• _WHAT NEEDS TO BE DONE_
Continue the first-person piece about being judged for body size, picking up right after its final sentence.

• _SELECTED EXCERPT_
--------

I am so tired of seeing so many things hating on any woman who is bigger than the “ideal” size. I am tired of seeing the people who will be mean to any woman who feels confident in their bodies even if the rest of society doesn’t think they live up to today’s beauty standards. It pisses me off to no end when I see a woman who feels beautiful in her wonderful body and then have a random stranger tell them that they shouldn’t. So ya know what? I am a size twenty-two woman and I am not going to take any crap about my size any longer.
Not that it’s any of your business, but I have a medical condition that makes losing weight near impossible. Seriously, I had a doctor tell me point blank that the only way that I would get down to an “ideal” weight would be to starve myself and exercise constantly. And you know what I say to that? Hell no! I am not going to make myself miserable just so random people who I don’t give two cents about won’t be offended. How the hell does my size hurt you? Because you would never want to date me? Good, I wouldn’t want to date a shallow jerk like you anyway. Because you would never want to hang out with me? That’s fantastic, because I wouldn’t be able to stand you constantly putting others down to make yourself feel better. I am a wonderful, kind, funny, compassionate woman and if you judge me solely on my outward appearance then that says a lot about the type of person YOU are.

--------

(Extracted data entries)
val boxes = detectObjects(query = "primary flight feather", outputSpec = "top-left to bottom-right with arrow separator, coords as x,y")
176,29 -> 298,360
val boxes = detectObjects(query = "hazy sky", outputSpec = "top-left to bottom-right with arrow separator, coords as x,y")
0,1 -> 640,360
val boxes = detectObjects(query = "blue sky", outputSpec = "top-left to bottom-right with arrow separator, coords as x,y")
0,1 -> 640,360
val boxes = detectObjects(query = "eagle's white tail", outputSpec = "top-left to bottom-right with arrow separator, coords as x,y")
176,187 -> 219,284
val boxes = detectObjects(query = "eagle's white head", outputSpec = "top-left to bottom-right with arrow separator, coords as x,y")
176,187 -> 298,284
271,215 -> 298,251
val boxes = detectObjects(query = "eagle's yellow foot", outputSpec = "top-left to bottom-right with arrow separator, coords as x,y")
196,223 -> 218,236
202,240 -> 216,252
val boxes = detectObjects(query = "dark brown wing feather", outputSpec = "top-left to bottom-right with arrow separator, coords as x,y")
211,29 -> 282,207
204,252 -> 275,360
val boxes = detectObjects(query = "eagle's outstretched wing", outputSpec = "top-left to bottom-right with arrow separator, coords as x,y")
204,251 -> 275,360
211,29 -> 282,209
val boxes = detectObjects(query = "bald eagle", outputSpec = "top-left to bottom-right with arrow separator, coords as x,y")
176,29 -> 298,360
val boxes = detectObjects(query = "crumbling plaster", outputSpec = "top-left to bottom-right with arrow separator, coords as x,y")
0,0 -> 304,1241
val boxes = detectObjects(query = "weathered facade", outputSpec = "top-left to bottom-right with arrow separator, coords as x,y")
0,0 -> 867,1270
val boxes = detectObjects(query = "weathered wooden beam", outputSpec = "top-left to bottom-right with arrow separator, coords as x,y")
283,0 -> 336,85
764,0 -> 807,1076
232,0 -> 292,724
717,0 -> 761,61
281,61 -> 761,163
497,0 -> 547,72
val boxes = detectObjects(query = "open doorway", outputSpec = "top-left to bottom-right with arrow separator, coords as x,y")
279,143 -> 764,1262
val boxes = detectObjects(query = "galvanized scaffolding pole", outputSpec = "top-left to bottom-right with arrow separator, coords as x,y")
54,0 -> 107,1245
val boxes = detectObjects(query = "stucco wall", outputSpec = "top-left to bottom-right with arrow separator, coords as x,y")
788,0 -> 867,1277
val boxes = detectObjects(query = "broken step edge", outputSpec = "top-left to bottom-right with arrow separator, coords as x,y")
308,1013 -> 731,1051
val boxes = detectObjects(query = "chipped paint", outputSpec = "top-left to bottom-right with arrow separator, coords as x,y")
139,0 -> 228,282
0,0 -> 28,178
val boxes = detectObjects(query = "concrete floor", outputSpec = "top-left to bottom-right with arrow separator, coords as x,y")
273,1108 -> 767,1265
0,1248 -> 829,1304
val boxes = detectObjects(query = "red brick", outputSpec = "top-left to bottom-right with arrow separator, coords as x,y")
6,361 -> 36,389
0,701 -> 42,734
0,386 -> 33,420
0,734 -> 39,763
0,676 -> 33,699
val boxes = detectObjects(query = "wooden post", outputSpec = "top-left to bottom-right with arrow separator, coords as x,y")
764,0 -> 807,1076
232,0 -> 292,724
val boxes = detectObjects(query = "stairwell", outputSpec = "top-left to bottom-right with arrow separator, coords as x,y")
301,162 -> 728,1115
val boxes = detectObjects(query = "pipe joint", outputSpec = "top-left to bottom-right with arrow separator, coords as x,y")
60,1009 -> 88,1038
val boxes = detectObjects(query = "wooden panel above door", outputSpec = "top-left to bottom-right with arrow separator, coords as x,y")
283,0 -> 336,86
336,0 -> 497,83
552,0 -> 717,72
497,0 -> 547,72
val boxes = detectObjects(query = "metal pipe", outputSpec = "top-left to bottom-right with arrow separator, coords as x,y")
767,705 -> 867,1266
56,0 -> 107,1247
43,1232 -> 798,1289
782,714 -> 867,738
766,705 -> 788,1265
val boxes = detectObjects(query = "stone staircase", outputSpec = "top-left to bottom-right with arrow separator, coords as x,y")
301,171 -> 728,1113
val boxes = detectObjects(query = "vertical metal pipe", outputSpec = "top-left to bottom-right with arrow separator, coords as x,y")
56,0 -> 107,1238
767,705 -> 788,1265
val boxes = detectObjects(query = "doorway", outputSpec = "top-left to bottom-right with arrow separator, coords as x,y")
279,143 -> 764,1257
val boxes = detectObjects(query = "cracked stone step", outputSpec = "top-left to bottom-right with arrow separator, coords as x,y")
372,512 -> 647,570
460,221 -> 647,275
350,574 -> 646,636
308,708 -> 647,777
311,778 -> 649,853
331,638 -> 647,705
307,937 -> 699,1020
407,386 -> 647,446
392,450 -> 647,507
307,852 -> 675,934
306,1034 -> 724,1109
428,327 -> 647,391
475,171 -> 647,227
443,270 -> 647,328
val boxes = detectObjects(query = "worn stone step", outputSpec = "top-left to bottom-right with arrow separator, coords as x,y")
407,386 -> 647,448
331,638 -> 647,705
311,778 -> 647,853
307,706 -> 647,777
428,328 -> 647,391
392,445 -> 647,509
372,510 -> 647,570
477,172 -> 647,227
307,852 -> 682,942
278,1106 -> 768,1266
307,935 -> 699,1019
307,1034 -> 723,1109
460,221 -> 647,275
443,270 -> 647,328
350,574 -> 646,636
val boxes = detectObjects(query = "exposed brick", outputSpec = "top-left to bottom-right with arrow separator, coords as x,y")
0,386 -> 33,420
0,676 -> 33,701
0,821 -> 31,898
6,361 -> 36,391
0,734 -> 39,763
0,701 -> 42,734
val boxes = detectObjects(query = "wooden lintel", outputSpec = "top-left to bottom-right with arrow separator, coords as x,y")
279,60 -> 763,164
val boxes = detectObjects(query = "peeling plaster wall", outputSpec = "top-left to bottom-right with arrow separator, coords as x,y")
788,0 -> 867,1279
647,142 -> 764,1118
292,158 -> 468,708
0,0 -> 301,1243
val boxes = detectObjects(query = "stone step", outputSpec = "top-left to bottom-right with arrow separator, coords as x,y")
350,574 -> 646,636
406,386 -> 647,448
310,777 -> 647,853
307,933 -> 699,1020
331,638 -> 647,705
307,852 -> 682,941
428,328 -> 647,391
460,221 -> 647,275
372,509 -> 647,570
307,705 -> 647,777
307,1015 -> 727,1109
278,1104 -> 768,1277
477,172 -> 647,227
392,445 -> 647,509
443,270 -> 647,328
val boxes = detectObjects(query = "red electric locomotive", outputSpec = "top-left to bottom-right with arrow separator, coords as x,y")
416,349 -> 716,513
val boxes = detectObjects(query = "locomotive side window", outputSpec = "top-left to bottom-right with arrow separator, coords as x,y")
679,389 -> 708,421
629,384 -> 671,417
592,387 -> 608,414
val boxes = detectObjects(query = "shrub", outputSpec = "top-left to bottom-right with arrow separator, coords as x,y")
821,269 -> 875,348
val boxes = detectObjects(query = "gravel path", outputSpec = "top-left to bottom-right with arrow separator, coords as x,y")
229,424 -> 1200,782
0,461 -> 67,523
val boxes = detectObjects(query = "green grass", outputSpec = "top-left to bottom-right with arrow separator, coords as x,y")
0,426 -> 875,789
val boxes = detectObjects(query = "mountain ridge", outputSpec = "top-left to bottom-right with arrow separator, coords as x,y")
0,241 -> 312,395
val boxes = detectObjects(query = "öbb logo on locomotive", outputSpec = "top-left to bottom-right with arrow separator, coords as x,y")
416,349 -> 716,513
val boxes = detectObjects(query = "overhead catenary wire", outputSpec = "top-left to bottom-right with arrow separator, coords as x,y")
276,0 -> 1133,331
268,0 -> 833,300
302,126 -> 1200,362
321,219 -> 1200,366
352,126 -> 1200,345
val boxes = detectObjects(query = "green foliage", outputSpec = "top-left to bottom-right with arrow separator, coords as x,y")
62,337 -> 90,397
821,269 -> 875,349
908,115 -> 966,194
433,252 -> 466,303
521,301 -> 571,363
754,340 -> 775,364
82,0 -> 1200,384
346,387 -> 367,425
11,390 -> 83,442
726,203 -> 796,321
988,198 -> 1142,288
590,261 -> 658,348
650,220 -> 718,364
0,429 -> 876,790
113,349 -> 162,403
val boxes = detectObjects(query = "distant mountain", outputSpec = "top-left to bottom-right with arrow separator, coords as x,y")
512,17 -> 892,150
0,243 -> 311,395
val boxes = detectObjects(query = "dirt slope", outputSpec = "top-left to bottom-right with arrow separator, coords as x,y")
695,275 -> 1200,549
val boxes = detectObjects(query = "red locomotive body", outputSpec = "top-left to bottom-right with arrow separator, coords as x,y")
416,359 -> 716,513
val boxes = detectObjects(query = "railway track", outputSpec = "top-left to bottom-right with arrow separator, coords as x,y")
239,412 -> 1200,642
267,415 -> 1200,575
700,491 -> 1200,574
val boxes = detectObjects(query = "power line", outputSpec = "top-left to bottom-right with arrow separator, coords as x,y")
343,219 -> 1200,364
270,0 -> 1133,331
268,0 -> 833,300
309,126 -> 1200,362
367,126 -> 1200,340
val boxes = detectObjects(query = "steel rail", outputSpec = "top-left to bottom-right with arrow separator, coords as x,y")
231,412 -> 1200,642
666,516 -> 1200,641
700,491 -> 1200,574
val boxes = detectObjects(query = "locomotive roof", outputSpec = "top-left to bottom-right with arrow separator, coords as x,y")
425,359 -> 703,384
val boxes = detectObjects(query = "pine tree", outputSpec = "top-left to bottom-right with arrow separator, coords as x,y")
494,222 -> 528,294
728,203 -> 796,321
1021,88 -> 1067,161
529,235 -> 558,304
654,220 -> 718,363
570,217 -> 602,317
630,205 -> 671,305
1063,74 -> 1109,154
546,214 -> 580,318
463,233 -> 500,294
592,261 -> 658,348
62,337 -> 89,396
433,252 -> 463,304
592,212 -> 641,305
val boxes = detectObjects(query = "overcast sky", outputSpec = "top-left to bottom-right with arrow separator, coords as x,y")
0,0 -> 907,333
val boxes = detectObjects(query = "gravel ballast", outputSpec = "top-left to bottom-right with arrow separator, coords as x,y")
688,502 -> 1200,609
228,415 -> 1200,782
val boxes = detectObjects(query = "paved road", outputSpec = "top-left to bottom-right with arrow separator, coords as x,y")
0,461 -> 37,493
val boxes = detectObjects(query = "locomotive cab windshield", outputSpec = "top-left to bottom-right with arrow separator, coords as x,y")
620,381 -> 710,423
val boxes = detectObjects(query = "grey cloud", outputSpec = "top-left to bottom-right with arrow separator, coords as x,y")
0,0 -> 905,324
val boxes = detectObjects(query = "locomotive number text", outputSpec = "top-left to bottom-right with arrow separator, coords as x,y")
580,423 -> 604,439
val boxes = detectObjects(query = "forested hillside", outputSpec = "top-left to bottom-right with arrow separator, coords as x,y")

--------

• _ANSWER BOX_
It pisses me off so much that so many people, not just women, are made to feel like they aren’t good enough because there are so many people out there who think they need to tell them they are overweight. Another person’s weight does not affect you in any way whatsoever. How is them not fitting into your beauty ideals hurting you? Are they sitting on your face? Are they eating your food? How is their appearance hurting you or affecting you in a way that gives you the impression that you have a right to comment on their weight? People get mad when someone comments on a skinny person’s weight and are told they shouldn’t shame them because they wish they looked that good but then turn right around and make fun of a woman who is curvy because she posted a selfie of herself in a bikini. I see the posts saying that she isn’t curvy, she’s fat. They say she needs to put down the cheeseburgers and hit the gym. I see so many trolls hating on her and not one has any right to do so.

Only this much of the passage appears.